**GIVEN EXERCISE**: Render every line of the data below as a JSON array of strings, one string per line, omitting any blank lines.
** begin **
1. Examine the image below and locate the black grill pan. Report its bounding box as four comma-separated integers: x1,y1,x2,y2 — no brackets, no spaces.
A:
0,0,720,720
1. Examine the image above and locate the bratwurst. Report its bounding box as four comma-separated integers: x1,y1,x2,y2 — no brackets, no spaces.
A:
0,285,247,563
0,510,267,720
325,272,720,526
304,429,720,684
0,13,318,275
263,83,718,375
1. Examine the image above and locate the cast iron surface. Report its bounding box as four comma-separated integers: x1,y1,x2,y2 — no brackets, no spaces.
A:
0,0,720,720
** end **
**EXERCISE RESPONSE**:
[
  "1. Examine the image below and locate the black grill pan. Report its bounding box as four comma-separated integers: x1,y1,x2,y2 — no brackets, no spaces.",
  "A:",
  "0,0,720,720",
  "1. Examine the image above and locate the bratwurst. Report its bounding box as four comma-separated integers: x1,y1,x2,y2 — no brackets, no spaces.",
  "A:",
  "0,285,247,563",
  "0,510,267,720",
  "325,272,720,526",
  "304,429,720,684",
  "0,13,318,275",
  "263,83,718,375",
  "1. Examine the image above and locate the cast iron surface. Report its bounding box as four comma-separated integers: x1,y1,x2,y2 — no brackets, no spaces.",
  "A:",
  "0,0,720,720"
]